**What needs to be done**
Please transcribe exactly, and only, the lines of the data below between the line holding "Query: blurred green background" and the line holding "Query: brown t-shirt", inclusive.

----- Source data -----

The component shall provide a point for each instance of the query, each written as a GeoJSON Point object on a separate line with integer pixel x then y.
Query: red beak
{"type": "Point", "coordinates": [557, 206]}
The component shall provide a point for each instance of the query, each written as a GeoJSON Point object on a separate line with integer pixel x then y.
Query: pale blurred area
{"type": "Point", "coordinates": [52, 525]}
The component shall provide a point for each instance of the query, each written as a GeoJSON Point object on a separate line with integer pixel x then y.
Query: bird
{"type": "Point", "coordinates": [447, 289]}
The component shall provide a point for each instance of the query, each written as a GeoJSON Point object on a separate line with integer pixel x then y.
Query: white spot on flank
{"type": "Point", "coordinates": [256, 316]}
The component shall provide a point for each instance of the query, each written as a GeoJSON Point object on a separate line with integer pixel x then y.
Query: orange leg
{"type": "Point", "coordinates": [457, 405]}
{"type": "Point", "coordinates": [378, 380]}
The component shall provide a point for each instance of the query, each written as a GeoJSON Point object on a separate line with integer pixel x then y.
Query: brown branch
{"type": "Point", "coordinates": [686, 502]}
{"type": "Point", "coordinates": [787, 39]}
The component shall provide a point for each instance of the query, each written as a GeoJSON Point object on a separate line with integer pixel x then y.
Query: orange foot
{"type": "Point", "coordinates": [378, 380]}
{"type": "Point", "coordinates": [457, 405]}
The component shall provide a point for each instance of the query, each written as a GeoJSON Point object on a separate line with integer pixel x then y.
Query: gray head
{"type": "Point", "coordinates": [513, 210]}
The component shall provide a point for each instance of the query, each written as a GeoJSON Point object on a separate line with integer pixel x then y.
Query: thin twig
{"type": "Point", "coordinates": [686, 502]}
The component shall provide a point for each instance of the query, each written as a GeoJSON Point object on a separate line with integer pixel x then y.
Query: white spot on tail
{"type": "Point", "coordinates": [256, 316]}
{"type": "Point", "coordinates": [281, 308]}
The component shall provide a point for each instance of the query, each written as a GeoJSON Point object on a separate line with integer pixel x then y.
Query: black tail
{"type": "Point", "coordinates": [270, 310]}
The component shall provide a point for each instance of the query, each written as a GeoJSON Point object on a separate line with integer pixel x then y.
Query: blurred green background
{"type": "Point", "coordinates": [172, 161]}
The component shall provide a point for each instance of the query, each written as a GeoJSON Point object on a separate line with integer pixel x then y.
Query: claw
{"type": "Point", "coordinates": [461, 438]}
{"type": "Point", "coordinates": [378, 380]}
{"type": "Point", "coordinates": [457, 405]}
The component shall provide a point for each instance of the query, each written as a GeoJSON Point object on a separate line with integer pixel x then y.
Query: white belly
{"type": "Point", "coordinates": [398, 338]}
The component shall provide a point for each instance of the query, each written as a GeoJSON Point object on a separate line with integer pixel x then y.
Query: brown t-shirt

-----
----- Source data -----

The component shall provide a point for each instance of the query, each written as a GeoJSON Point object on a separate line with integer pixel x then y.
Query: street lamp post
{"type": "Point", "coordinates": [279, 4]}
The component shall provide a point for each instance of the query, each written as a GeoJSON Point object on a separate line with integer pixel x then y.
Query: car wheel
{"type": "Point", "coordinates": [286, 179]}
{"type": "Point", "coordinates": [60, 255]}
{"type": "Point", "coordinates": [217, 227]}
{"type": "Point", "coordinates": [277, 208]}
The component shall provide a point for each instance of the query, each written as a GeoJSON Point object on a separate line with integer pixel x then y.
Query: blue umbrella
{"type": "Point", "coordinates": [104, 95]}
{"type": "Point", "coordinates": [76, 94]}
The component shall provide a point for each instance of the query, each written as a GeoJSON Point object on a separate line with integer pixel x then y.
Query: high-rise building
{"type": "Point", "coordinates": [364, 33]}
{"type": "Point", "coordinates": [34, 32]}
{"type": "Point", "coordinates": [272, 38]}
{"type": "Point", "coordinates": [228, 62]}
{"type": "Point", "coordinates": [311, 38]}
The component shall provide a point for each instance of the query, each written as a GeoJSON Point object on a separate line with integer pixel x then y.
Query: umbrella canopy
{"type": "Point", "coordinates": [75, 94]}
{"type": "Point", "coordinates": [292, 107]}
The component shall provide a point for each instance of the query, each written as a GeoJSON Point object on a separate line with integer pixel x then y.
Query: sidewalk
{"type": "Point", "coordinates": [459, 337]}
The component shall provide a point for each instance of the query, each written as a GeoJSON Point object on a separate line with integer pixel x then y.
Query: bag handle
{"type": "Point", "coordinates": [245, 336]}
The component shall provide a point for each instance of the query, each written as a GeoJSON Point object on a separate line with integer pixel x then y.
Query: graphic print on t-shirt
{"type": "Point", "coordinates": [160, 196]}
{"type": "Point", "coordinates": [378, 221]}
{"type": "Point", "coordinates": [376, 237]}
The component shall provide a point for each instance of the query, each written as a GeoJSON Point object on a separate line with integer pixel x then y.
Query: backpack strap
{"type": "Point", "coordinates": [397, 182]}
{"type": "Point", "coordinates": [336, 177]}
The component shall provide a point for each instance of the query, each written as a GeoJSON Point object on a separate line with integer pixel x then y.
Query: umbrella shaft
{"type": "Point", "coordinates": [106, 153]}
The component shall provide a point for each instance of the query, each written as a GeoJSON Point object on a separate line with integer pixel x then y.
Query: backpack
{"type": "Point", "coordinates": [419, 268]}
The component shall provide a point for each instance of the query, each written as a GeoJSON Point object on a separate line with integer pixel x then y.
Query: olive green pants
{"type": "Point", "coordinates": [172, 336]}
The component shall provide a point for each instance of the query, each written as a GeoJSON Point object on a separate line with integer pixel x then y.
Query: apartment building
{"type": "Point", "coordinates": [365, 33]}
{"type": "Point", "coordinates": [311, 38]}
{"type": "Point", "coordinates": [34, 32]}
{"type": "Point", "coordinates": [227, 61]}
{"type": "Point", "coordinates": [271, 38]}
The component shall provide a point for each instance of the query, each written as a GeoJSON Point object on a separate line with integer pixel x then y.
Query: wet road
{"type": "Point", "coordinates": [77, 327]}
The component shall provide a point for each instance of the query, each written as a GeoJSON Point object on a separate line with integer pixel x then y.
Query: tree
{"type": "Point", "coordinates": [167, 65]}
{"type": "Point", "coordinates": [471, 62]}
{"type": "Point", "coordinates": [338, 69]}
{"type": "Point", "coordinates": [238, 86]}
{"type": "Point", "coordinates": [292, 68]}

-----

**Task response**
Query: blurred green background
{"type": "Point", "coordinates": [172, 161]}
The component shall provide a point for each instance of the query, each written as a GeoJSON Point object on a separate line with integer pixel x then y.
Query: claw
{"type": "Point", "coordinates": [461, 438]}
{"type": "Point", "coordinates": [378, 380]}
{"type": "Point", "coordinates": [457, 405]}
The component shall provide a point for each instance of the query, each written as a GeoJSON Point object on a separate line with integer pixel x then y.
Query: white belly
{"type": "Point", "coordinates": [398, 338]}
The component shall provide a point for each instance of the query, each written as a GeoJSON Point object on a separate line with integer pixel x then y.
Query: brown t-shirt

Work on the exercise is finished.